Revise the material below so that every "single dot" reads "single point", and leave everything else unchanged.
——
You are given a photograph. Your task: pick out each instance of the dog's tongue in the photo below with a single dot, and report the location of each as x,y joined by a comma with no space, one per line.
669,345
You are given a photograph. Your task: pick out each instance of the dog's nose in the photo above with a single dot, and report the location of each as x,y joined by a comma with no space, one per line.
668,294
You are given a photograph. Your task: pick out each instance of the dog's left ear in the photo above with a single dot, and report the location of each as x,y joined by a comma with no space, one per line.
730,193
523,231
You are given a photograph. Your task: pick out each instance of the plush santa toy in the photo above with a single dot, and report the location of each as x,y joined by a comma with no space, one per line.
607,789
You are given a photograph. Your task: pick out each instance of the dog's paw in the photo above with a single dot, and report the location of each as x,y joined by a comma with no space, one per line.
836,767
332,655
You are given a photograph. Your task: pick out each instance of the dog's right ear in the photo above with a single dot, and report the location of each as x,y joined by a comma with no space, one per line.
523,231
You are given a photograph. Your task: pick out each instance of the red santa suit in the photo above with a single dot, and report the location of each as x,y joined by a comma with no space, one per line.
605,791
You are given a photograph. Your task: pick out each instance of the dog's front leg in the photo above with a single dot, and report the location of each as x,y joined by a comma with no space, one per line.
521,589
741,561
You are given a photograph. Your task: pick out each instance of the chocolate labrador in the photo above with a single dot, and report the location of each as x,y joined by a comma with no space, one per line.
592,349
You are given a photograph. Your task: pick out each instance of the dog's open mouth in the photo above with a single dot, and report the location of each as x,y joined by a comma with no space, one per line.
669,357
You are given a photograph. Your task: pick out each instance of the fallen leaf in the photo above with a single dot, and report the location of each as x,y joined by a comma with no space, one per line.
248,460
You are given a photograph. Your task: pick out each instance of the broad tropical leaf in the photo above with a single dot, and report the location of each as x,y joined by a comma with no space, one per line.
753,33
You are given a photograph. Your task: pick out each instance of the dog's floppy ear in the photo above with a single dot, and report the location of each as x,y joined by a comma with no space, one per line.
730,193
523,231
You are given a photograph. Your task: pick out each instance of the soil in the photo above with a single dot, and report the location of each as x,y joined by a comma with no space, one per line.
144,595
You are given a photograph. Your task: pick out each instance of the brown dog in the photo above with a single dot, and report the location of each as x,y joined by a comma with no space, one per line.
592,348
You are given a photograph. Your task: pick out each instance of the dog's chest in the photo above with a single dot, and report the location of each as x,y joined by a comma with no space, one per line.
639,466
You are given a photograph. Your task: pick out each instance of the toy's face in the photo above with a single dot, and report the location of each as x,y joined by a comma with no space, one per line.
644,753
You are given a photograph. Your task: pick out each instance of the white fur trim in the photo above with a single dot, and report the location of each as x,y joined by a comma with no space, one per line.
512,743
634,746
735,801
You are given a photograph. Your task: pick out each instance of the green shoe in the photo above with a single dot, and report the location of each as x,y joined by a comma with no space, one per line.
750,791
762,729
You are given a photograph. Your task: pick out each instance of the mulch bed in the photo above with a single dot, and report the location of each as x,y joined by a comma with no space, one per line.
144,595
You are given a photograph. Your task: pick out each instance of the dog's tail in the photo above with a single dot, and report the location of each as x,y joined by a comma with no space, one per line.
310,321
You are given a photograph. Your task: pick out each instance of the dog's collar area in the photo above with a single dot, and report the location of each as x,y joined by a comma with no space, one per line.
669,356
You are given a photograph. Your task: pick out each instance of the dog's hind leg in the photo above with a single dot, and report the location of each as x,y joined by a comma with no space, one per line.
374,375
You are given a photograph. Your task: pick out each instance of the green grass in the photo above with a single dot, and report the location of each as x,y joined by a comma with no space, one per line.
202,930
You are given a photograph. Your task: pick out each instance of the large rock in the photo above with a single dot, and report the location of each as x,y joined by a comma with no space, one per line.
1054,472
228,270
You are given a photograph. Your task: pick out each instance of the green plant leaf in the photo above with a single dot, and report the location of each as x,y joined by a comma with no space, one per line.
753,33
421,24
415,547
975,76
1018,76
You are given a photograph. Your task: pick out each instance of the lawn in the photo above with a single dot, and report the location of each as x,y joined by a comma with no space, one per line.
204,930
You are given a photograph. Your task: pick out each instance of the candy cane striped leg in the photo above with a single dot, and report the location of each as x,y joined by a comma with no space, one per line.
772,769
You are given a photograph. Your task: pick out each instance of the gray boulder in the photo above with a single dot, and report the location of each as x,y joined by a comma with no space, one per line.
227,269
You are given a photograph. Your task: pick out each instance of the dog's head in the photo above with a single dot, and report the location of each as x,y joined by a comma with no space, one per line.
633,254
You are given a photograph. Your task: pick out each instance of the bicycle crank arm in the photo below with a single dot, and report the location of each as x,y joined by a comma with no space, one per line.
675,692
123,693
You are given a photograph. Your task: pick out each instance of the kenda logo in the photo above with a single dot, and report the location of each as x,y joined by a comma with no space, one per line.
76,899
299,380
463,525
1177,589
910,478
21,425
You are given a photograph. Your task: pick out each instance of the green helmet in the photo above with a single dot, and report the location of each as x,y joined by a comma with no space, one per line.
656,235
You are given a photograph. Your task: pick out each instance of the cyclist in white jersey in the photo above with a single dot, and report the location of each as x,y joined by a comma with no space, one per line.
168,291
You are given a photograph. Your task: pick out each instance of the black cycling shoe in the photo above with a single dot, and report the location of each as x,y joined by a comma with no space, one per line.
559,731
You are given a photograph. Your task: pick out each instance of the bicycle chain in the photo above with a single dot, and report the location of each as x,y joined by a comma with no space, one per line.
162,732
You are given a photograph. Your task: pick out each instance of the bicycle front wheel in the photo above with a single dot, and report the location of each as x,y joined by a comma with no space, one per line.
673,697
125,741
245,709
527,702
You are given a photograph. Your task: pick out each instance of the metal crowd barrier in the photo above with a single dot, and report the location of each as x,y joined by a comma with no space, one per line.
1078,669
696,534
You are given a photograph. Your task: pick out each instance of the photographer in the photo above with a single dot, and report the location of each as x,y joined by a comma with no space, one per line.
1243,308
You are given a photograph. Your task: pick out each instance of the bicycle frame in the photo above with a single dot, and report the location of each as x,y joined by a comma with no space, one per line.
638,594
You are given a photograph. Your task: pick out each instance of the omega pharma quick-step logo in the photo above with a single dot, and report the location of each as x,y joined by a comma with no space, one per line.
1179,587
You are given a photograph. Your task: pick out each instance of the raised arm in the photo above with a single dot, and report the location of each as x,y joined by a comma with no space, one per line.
——
◆ **Exercise result**
You are given a photograph. Your task: pick out each instance of the dog's tongue in the photo below with a single point, and report the location of each as x,y joined by a comma with no space, one per line.
669,345
You are given a photograph. Your task: pick out each instance of the dog's nose in the photo above with a single point, and report the location of each as x,y joined by a comma with no space, one per line.
668,294
You are given a photograph. Your task: pick out each instance of the dog's left ear in the photo above with a single point, and report the location of each as x,y joined by a comma with no space, one per line.
730,193
523,231
You are given a photograph. Your task: pick out each instance of the plush santa toy in the photo above with a single point, and report the location of each as x,y joined by a comma with no space, one per line.
607,789
You are given a photograph. Your task: pick out each instance of the dog's paw in the photo above with a single point, and report the location of each as x,y joined by a comma with no space, one per line.
836,767
332,655
You are given a photograph. Your task: pick out each instance of the dog's right ear in the photo above with a single point, and report the location of each as x,y joined by a comma with no space, one per line.
523,231
You are given a photograph. Your task: pick out each instance of the red santa suit in the photo above with a single point, and report the location of each as x,y joined by a comma with no space, one per line.
605,791
You are given a photograph. Your task: pick out each instance of the dog's front leg in the photo above with a single point, and report the location of each as x,y joined by a comma with no space, one per line.
521,589
741,561
You are given a photograph. Your task: pick out each instance of the chocolate labrador in the photo above with a single point, and report the location of each as x,y joined by a comma with no space, one per line.
592,349
You are given a photograph. Your task: pick out each instance of the dog's open mouth in the photo above with a single point, and report the location of each as x,y joined by a comma with no space, one per line.
669,357
You are given a photograph. Your task: pick out each instance of the fallen leaf in the photo above with a single point, and report the location of each as x,y joined by a comma with no space, one per line.
248,460
You are given a photograph. Your task: pick out each instance of the broad tropical leaf in the photo above with a single point, and report the location of each as x,y joined by a comma with no space, one per line.
753,33
You are given a photograph. Your task: pick out each instance of the dog's floppy ear in the photo above with a single point, and report the location of each as x,y joined by a comma with no space, one per line.
730,193
523,231
You are given a photograph. Your task: pick out each instance of the soil in the photo above with a single point, and report the location of each as x,y joined by a comma with no space, one per line.
144,595
You are given a photograph. Your task: pick out each instance of the brown dog in the photo above with a single point, and report the location of each as x,y joined by a comma with no space, one per line.
592,348
You are given a photograph. Your task: pick out each instance of the dog's chest in the photo above with a single point, and report the location of each as x,y joined by a comma with no space, one per line.
639,466
You are given a photograph. Your task: pick out each instance of the toy's face in the photo above with a single point, and report the location of each as x,y joined by a comma with no space, one per line.
644,753
You are given a photograph. Your task: pick out each instance of the white fur trim in the photo above with a single point, and report the location of each as x,y joined by a comma with no space, one per line.
512,743
634,746
735,801
You are given a photograph. Your task: pick out each instance of the green shoe in the photo above with a single point, and report the location of each as x,y joined by a comma with no space, one per line.
750,791
762,729
You are given a photograph. Your task: pick out each instance of the mulch bed in the photo above with a single point, and report the location of each as x,y joined by a comma with no space, one per line.
144,595
You are given a photograph. Your task: pick out each instance of the dog's tail in the photo above with a single point, and report the location of each as x,y joined by a comma with no space, one per line.
310,321
You are given a photograph. Your task: pick out each instance of the dog's collar area in the photo above with a single point, and report the location of each as x,y joined by a comma with no space, one per line.
669,356
You are given a photograph. Your task: pick out each instance of the dog's hind leg in the photo above with a single point, and report the location of each as x,y joined by a comma with no space, one per line.
374,375
You are given a photograph. Your task: pick out each instance of the green grass in the photo above with a single point, and report the location of each as x,y joined by a comma with no space, one per line.
202,930
You are given a photograph. Your task: pick out each instance of the large rock in the photo above with a single point, and report the location of each as x,y joined by a comma with no space, one per line.
1054,472
228,270
You are given a photograph. Your task: pick out each instance of the green plant leaf in the photo above with a single point, and report the location of each as x,y joined by a comma with no space, one per line.
753,33
421,24
415,547
975,76
1018,76
You are given a photograph. Your task: pick out each instance of the lawn in the photo above with a single point, and report the location of each as x,y joined by a comma with no space, one per line.
204,930
You are given a photograph. Your task: pick out each instance of the candy cane striped leg in the photo above with a single point, and report the location of each as x,y joined by a comma with no space, one per line.
772,769
You are given a photograph. Your task: pick out each instance of the gray boulder in the photo above with a single point, and report the location of each as x,y joined by a comma with no space, one per line.
227,269
You are given a photograph. Your task: pick out each instance of the dog's head in the photo above with a single point, and report the location of each as x,y joined by a comma with no space, one per line.
633,254
You are given a photograph. Your task: pick out each instance of the bicycle crank arm in the photo below with a single point, and report the location of each as x,y joined by a comma with no space, one per line.
675,692
123,693
You are given a photograph. Your task: pick out each instance of the kenda logo in the photo above with a single point, and report the location of each as x,y joined by a comma with no space, one per line.
76,899
299,380
463,525
1177,589
910,478
21,425
You are given a photograph. Your task: pick out each instance of the green helmet in the photo above with a single point, and report the location of each as x,y joined by a comma with no space, one per line.
656,235
You are given a photograph. Your task: pick out each instance of the cyclist in white jersey in the photo above with a single point, and report the location of each as x,y joined by a comma with no space, one per line.
168,291
You are given a photograph. Your task: pick out each instance of the black cycling shoe in the photo above with a single point, and report the location of each as x,y joined by a comma with no space, one per line.
559,731
You are given a photograph. Your task: pick out each instance of the bicycle chain in the photo above with a single point, and report the location of each as x,y joined by a comma with no space, one per line.
162,732
You are given a photograph. Your task: pick out each instance of the bicycle front wheel in the photo above with a single point, and report the location of each as x,y joined by a comma with no space, one per line.
673,697
125,741
245,709
527,702
You are given a photograph. Your task: pick out each instance of the metal crowd barrier in the photo above with a single point, and report the location of each as x,y joined by a comma with no space, one per line.
1078,669
696,534
You are given a photograph. Your task: pick out each instance of the photographer in the photo above with a single point, and report the location of each as x,y joined by a comma with no space, one per line.
1243,308
You are given a photograph. Your task: pick out each instance of the bicycle frame in the photo above with a single point, and report the location of each as x,y joined by a comma with no space, one per line.
638,594
You are given a photograph. Your task: pick out each instance of the omega pharma quick-step logo in the photo above with a single point, and report the location of each as x,y joined by a comma with no space, one per line.
1179,587
You are given a photograph. Your task: pick out each instance of the raised arm in the photo above with a single point, and report the location of each as x,y joined by a comma with no space, one per line.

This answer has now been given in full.